-------- EXCERPT PROVIDED

I'm measuring the number of TLB misses for a simple microbenchmark program and I noticed for large memory segments backed by 4Kb pages, the counts for DTLB_LOAD_MISSES.WALK_COMPLETED are larger than what I would expect. In fact, the count is sometimes more than double what should occur...but this only happens when I increase the segment size to be greater than 16Gb.
I noticed that I could also use MEM_UOPS_RETIRED.STLB_MISS_LOADS to measure something similar. What I noticed is that the two counters are identical up until the segment size reaches 16Gb. From that point the two diverge, here's the data
size | wallk_compled/stlb_miss
Essentially its growing linearly as I increase the size of the segment. I've tried disabling HT and HW prefetching in the BIOS with no luck.
My main questions are: (1) What is the difference between those two counters?, and (2) What (beside the explicit instructions or mem-uops from my code) could cause an extraTLB miss/walk?
I'm using a Haswell E5-2699 and reading counters with perf using the :u modifier. Thanks for any help!

----------------
-------- RECORDS SUPPLIED

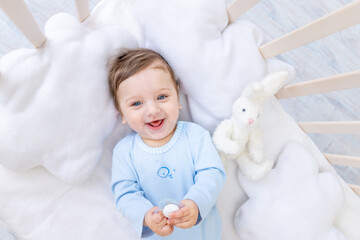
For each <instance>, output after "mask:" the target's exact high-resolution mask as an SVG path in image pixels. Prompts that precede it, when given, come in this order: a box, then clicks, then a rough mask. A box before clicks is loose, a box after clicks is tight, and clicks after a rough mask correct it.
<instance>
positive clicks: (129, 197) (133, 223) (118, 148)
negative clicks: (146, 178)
mask: <svg viewBox="0 0 360 240" xmlns="http://www.w3.org/2000/svg"><path fill="white" fill-rule="evenodd" d="M111 190H112V192H113V194H114V197H115V203H116V207H117V209H118V210H120V212H121V213H122V214H123V215H124V216H125V217H126V218H127V219H128V220H130V222H131V224H132V226H133V227H134V228H135V230H136V232H137V233H138V236H139V237H148V236H150V235H152V234H154V233H153V232H152V231H151V230H150V229H149V228H147V227H143V220H144V216H145V214H146V212H147V211H149V209H150V208H152V207H153V205H152V203H151V202H150V201H149V200H147V199H146V198H145V197H144V193H143V191H142V189H141V187H140V185H139V184H138V178H137V175H136V172H135V170H134V167H133V165H132V162H131V159H130V153H129V151H121V149H119V148H115V149H114V152H113V163H112V177H111Z"/></svg>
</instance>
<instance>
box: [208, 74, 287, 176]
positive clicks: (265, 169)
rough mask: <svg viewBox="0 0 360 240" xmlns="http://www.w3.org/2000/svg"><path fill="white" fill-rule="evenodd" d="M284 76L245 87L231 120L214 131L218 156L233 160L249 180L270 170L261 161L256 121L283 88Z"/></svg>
mask: <svg viewBox="0 0 360 240" xmlns="http://www.w3.org/2000/svg"><path fill="white" fill-rule="evenodd" d="M287 76H288V73H287V72H285V71H279V72H275V73H272V74H269V75H267V76H266V77H265V78H264V79H263V80H262V81H261V82H254V83H252V84H250V85H248V86H247V87H246V88H245V89H244V91H243V93H242V95H241V96H240V98H238V99H237V100H236V101H235V103H234V104H233V107H232V116H231V118H230V119H225V120H224V121H222V122H221V123H220V124H219V125H218V126H217V128H216V129H215V132H214V135H213V141H214V144H215V146H216V148H217V150H218V151H219V153H220V155H221V156H222V157H223V158H226V159H231V160H235V161H236V162H237V164H238V167H239V169H240V170H241V172H242V174H243V175H244V176H245V177H247V178H248V179H250V180H258V179H260V178H262V177H263V176H265V175H266V174H267V173H268V172H269V171H270V169H271V168H272V166H273V162H272V161H270V160H267V159H264V154H263V141H262V134H261V129H260V127H259V120H260V117H261V115H262V111H263V105H264V102H265V101H266V99H268V98H269V97H271V96H274V95H275V94H276V93H277V92H278V91H279V90H280V89H281V88H282V87H283V86H284V84H285V83H286V80H287Z"/></svg>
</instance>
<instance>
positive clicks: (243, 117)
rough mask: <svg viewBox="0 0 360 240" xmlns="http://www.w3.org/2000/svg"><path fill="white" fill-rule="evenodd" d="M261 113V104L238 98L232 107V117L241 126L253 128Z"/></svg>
mask: <svg viewBox="0 0 360 240" xmlns="http://www.w3.org/2000/svg"><path fill="white" fill-rule="evenodd" d="M261 113H262V104H261V103H258V102H256V101H250V100H248V99H247V98H242V97H241V98H239V99H238V100H236V101H235V103H234V105H233V117H234V119H235V120H236V122H237V123H238V124H240V125H241V126H244V127H246V126H255V125H257V124H258V122H259V118H260V117H261Z"/></svg>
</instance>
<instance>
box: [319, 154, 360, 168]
mask: <svg viewBox="0 0 360 240" xmlns="http://www.w3.org/2000/svg"><path fill="white" fill-rule="evenodd" d="M324 156H325V157H326V158H327V160H328V161H329V162H330V163H331V164H336V165H341V166H348V167H356V168H360V157H353V156H345V155H337V154H324Z"/></svg>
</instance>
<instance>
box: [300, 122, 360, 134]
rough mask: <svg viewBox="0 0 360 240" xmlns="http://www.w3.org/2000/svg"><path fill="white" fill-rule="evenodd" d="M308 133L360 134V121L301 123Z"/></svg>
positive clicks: (303, 129) (300, 124)
mask: <svg viewBox="0 0 360 240" xmlns="http://www.w3.org/2000/svg"><path fill="white" fill-rule="evenodd" d="M299 126H300V127H301V128H302V129H303V131H304V132H307V133H328V134H360V121H339V122H300V123H299Z"/></svg>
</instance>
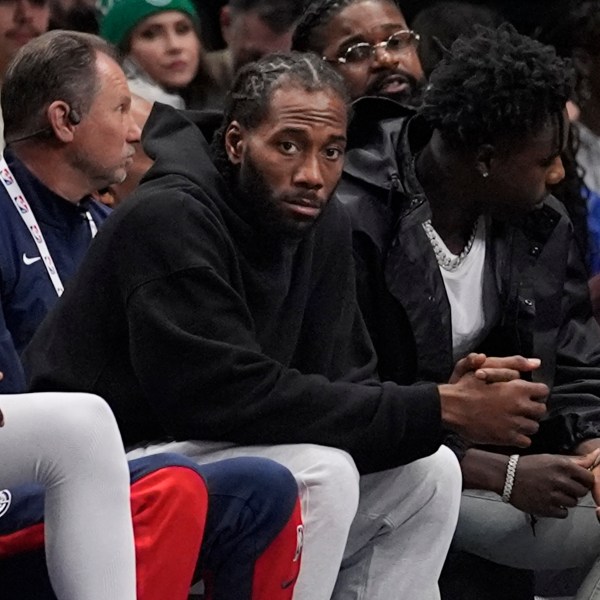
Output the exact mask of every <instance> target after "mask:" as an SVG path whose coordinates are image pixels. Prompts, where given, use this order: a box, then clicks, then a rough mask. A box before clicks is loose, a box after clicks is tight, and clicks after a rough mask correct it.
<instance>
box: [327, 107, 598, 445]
mask: <svg viewBox="0 0 600 600" xmlns="http://www.w3.org/2000/svg"><path fill="white" fill-rule="evenodd" d="M430 134H431V132H430V131H428V128H427V126H426V124H425V123H423V122H422V121H421V120H420V118H419V117H418V116H415V115H412V114H409V113H407V111H406V109H403V108H402V107H399V106H398V105H396V104H395V103H392V102H390V101H384V100H382V99H374V98H367V99H365V100H362V101H360V102H359V103H357V105H356V106H355V117H354V120H353V123H352V126H351V129H350V149H349V151H348V153H347V157H346V166H345V169H344V175H343V178H342V182H341V184H340V186H339V187H338V191H337V196H338V198H339V199H340V200H341V201H342V203H343V204H344V205H345V206H346V208H347V210H348V211H349V213H350V216H351V219H352V223H353V243H354V254H355V259H356V263H357V278H358V293H359V301H360V304H361V308H362V310H363V313H364V316H365V319H366V322H367V325H368V327H369V329H370V332H371V335H372V338H373V342H374V344H375V348H376V350H377V353H378V356H379V371H380V375H381V377H382V379H388V380H393V381H396V382H398V383H402V384H411V383H417V382H419V381H435V382H445V381H447V380H448V378H449V376H450V374H451V372H452V369H453V366H454V365H453V359H452V332H451V321H450V305H449V303H448V299H447V296H446V291H445V287H444V283H443V280H442V277H441V274H440V272H439V268H438V266H437V262H436V259H435V255H434V253H433V250H432V248H431V245H430V243H429V241H428V239H427V237H426V234H425V231H424V229H423V227H422V223H423V221H425V220H427V219H429V218H430V217H431V211H430V208H429V204H428V201H427V198H426V197H425V194H424V192H423V190H422V188H421V187H420V185H419V183H418V181H417V178H416V176H415V173H414V161H413V156H414V155H415V153H416V152H418V151H419V150H420V148H422V147H423V146H424V144H425V143H426V141H427V139H428V137H429V136H430ZM483 299H484V313H485V320H486V324H487V325H486V327H487V335H486V338H485V340H484V342H483V343H482V345H481V346H480V347H479V348H478V350H480V351H482V352H486V353H487V354H488V355H490V356H508V355H512V354H522V355H524V356H528V357H534V356H536V357H539V358H541V360H542V366H541V367H540V369H538V370H537V371H536V372H534V373H533V379H534V380H535V381H541V382H544V383H546V384H547V385H548V386H549V387H550V388H551V390H552V392H551V396H550V398H549V399H548V415H547V417H546V418H545V420H544V421H543V423H542V426H541V428H540V431H539V432H538V434H536V436H534V442H533V445H532V447H531V448H530V449H529V452H536V453H537V452H553V453H570V452H572V451H573V450H574V448H575V446H576V445H577V444H578V443H579V442H581V441H582V440H585V439H589V438H595V437H600V328H599V327H598V325H597V323H596V321H595V320H594V319H593V318H592V313H591V306H590V303H589V295H588V288H587V281H586V272H585V268H584V266H583V264H582V262H581V259H580V254H579V251H578V249H577V247H576V244H575V240H574V238H573V228H572V225H571V223H570V221H569V219H568V217H567V216H566V212H565V210H564V208H563V206H562V205H561V204H560V203H559V202H558V201H557V200H556V199H555V198H553V197H549V198H548V199H547V201H546V202H545V203H544V205H543V207H542V208H541V209H539V210H536V211H535V212H533V213H531V214H528V215H525V216H523V218H521V219H520V220H519V222H512V223H507V222H500V221H496V220H490V221H489V223H488V229H487V246H486V267H485V272H484V294H483ZM451 445H452V444H451ZM458 454H459V456H460V452H458Z"/></svg>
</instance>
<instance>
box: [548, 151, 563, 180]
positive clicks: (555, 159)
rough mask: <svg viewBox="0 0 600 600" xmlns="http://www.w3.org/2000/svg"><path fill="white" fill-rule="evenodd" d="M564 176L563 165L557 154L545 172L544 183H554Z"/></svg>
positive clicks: (562, 162)
mask: <svg viewBox="0 0 600 600" xmlns="http://www.w3.org/2000/svg"><path fill="white" fill-rule="evenodd" d="M564 178H565V166H564V165H563V162H562V158H561V157H560V156H557V157H556V158H555V159H554V161H553V162H552V164H551V165H550V167H549V168H548V172H547V173H546V185H556V184H557V183H560V182H561V181H562V180H563V179H564Z"/></svg>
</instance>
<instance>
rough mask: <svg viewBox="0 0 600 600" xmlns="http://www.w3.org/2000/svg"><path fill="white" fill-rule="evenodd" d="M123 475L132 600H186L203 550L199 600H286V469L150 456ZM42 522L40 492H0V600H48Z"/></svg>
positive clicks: (292, 582)
mask: <svg viewBox="0 0 600 600" xmlns="http://www.w3.org/2000/svg"><path fill="white" fill-rule="evenodd" d="M129 468H130V472H131V506H132V515H133V525H134V534H135V545H136V569H137V573H136V574H137V586H138V598H139V600H164V598H169V599H170V600H184V599H186V598H187V594H188V590H189V587H190V585H191V583H192V580H193V575H194V571H195V569H196V567H197V560H198V555H199V549H200V546H201V545H202V550H201V554H200V556H201V559H200V565H199V567H200V568H199V570H198V572H202V574H203V575H204V576H205V579H206V582H207V599H210V600H232V599H236V600H238V599H239V600H246V599H248V600H251V599H252V600H280V599H281V600H290V599H291V597H292V592H293V588H294V583H295V581H296V578H297V576H298V571H299V569H300V558H301V550H302V537H303V529H302V520H301V513H300V504H299V501H298V492H297V487H296V482H295V480H294V478H293V476H292V475H291V474H290V473H289V471H287V469H285V467H283V466H281V465H279V464H277V463H274V462H272V461H269V460H266V459H262V458H235V459H230V460H224V461H219V462H216V463H211V464H208V465H202V466H198V465H196V464H195V463H193V462H192V461H190V460H189V459H186V458H184V457H182V456H179V455H175V454H157V455H153V456H149V457H144V458H140V459H137V460H134V461H131V462H130V463H129ZM3 499H4V500H5V502H3ZM207 511H208V514H207ZM43 516H44V511H43V489H42V488H41V486H37V485H25V486H19V487H17V488H14V489H12V490H10V492H8V491H3V492H0V589H2V597H3V598H10V599H11V600H31V598H36V600H55V596H54V594H53V593H52V589H51V587H50V583H49V580H48V577H47V571H46V568H45V561H44V555H43V543H44V529H43V527H44V526H43Z"/></svg>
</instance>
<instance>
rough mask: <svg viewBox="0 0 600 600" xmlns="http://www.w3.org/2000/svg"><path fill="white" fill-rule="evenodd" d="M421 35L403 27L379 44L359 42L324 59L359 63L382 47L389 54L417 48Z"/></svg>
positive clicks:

----------------

WORK TASK 1
Print, word for word, the part of the post about TLB miss counts from "I noticed that" up to and including "an extraTLB miss/walk?".
WORK TASK 2
Proceed with the post about TLB miss counts, writing on from its final sentence.

RESPONSE 1
I noticed that I could also use MEM_UOPS_RETIRED.STLB_MISS_LOADS to measure something similar. What I noticed is that the two counters are identical up until the segment size reaches 16Gb. From that point the two diverge, here's the data
size | wallk_compled/stlb_miss
Essentially its growing linearly as I increase the size of the segment. I've tried disabling HT and HW prefetching in the BIOS with no luck.
My main questions are: (1) What is the difference between those two counters?, and (2) What (beside the explicit instructions or mem-uops from my code) could cause an extraTLB miss/walk?

RESPONSE 2
Have you tried looking at the absolute numbers of TLB misses for simple (e.g., contiguous) access patterns as a function of array size? Given the very large array sizes, I would expect contiguous accesses to flush the DTLB and STLB, leading to one DTLB miss per 4 KiB, with close to 100% STLB misses.
The Umask values for the Haswell are a little weird -- for Event 0x08, Umask 0x02 is WALK_COMPLETED_4K, Umask 0x04 is WALK_COMPLETED_2M_4M, so I would have guessed that the Umask for all WALK_COMPLETED events would be 0x06. Instead it is 0x0E, which implicitly includes Umask 0x08, which is not defined. There does not appear to be much help in looking at the definitions in similar processors -- the Umasks for this event seem to be different for each processor model.
I am having some trouble getting my test code to compile with these large array sizes, so I can't test this tonight. Maybe tomorrow...
A few smaller tests provide some interesting results....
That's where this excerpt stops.